Count the lines in the material below that contain the word "wheel". Give only the number.

** begin **

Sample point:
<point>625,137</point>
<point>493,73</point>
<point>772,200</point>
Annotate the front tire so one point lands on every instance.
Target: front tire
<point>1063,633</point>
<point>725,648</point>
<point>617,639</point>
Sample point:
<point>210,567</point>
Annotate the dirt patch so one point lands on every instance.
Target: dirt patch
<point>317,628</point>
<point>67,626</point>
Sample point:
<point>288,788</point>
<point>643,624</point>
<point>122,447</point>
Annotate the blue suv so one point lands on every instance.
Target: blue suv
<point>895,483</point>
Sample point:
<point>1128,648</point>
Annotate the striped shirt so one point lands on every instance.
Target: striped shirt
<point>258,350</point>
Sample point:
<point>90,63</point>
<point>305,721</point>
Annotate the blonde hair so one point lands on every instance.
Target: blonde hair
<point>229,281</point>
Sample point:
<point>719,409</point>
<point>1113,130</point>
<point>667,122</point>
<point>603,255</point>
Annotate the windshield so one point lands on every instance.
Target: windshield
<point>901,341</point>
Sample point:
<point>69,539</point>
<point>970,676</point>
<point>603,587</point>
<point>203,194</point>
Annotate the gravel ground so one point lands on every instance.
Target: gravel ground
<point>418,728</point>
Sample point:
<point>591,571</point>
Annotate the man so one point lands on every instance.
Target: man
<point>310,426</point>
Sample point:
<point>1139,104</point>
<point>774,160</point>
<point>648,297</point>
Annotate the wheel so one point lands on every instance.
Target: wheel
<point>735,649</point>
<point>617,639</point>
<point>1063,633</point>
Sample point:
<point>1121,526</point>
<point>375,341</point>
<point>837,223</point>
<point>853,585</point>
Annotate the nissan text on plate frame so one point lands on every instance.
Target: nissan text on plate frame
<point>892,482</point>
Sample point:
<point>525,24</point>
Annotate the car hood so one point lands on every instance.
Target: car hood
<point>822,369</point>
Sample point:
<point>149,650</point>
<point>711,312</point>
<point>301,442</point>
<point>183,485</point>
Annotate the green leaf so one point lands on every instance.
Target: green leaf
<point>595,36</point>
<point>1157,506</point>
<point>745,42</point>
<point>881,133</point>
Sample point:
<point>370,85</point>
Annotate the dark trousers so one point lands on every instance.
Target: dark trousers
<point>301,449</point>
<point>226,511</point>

** end **

▸ Result of this task
2